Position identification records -
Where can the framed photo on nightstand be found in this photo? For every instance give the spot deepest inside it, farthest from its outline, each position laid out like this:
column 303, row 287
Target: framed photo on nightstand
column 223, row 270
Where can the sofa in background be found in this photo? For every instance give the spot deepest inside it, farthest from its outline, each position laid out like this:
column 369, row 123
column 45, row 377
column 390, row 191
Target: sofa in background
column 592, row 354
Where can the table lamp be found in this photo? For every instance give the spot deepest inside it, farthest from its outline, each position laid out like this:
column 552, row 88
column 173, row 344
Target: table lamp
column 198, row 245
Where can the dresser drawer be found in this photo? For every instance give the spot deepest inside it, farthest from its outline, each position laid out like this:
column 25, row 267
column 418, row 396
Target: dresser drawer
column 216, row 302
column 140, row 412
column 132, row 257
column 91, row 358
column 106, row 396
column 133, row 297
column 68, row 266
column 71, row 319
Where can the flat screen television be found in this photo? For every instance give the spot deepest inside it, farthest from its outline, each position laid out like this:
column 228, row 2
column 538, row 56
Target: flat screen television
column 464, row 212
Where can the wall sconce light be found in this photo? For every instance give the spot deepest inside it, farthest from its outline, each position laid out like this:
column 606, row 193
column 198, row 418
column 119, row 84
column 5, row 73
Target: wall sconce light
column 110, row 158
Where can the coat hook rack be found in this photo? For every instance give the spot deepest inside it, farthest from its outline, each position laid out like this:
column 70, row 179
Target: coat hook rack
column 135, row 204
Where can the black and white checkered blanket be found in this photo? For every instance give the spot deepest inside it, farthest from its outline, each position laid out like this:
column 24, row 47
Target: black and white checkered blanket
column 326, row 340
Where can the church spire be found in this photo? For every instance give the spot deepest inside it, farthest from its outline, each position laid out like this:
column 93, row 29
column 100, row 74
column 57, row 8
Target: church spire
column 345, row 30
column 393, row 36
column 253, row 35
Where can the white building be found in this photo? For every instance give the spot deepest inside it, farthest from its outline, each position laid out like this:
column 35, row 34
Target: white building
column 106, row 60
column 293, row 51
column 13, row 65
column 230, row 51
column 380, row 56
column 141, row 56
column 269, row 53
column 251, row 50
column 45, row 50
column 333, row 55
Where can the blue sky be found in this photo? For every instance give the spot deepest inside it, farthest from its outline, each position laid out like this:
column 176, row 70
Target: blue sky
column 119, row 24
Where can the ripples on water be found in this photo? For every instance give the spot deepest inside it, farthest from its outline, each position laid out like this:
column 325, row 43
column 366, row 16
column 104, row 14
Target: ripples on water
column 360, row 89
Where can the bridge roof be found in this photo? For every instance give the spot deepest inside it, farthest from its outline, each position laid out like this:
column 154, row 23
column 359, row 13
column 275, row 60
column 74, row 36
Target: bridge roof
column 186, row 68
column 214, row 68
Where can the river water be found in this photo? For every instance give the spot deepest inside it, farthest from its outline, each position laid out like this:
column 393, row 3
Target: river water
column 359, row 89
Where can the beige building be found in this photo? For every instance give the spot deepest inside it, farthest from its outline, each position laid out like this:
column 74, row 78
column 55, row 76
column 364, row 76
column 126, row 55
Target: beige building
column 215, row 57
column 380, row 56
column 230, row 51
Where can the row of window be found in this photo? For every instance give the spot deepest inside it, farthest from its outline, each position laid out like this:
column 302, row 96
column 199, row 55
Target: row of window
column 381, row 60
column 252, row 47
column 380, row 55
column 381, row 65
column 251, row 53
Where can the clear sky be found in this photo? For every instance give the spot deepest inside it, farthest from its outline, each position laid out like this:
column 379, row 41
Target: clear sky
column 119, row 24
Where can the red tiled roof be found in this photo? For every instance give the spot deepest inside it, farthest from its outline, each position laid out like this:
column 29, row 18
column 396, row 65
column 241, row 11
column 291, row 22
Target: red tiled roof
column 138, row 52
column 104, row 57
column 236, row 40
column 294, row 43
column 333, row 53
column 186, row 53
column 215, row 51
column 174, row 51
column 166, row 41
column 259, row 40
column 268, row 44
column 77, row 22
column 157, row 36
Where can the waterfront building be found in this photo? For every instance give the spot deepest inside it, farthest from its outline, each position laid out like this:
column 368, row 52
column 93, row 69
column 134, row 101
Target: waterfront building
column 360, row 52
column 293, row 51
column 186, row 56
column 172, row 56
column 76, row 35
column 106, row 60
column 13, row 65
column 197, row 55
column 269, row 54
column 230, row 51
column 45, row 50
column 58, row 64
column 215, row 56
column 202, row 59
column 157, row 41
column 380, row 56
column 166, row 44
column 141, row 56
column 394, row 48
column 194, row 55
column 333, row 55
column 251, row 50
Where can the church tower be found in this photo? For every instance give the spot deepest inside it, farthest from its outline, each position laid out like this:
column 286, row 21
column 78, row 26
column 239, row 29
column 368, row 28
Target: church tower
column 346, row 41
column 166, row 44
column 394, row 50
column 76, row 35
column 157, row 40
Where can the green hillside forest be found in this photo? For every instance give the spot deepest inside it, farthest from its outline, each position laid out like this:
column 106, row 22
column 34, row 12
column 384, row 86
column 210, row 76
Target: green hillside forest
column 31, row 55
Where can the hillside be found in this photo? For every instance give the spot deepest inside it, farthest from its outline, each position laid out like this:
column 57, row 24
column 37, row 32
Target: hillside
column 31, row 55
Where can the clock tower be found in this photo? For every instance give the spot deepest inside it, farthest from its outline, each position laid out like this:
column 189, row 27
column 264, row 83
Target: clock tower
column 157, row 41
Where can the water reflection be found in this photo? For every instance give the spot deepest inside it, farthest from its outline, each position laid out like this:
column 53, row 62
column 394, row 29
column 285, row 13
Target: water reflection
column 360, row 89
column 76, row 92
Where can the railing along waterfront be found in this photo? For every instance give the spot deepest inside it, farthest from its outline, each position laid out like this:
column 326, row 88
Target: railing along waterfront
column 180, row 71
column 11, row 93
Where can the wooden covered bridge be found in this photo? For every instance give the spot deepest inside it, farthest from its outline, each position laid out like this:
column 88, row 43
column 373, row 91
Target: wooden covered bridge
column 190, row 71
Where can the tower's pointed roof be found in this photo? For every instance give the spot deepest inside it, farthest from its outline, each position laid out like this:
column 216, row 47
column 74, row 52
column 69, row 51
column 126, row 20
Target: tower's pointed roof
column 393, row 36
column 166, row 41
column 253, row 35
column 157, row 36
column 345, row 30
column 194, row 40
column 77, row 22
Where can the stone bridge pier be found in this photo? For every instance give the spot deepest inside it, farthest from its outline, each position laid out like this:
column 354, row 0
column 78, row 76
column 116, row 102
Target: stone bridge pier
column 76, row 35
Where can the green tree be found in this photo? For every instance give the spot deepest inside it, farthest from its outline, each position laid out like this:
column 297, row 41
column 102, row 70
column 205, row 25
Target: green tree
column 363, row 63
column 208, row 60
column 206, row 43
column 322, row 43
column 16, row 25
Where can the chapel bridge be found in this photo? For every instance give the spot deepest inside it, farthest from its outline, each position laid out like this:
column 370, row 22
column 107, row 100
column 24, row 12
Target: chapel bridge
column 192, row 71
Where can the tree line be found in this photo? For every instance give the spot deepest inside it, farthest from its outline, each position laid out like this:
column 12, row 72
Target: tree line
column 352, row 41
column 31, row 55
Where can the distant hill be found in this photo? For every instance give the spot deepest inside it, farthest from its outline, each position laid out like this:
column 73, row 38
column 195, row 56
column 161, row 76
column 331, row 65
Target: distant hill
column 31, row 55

Your task - Format the lines above as a JSON list of strings, one string per line and no blank lines, starting at the line that contains "Where can the sofa" and stopping after the line that contains "column 592, row 354".

Result for this exercise -
[
  "Where can the sofa in background be found in this photo? For every instance give the spot deepest inside it, farthest from its outline, each position laid out like this:",
  "column 369, row 123",
  "column 45, row 377",
  "column 390, row 191",
  "Target: sofa in background",
  "column 592, row 354"
]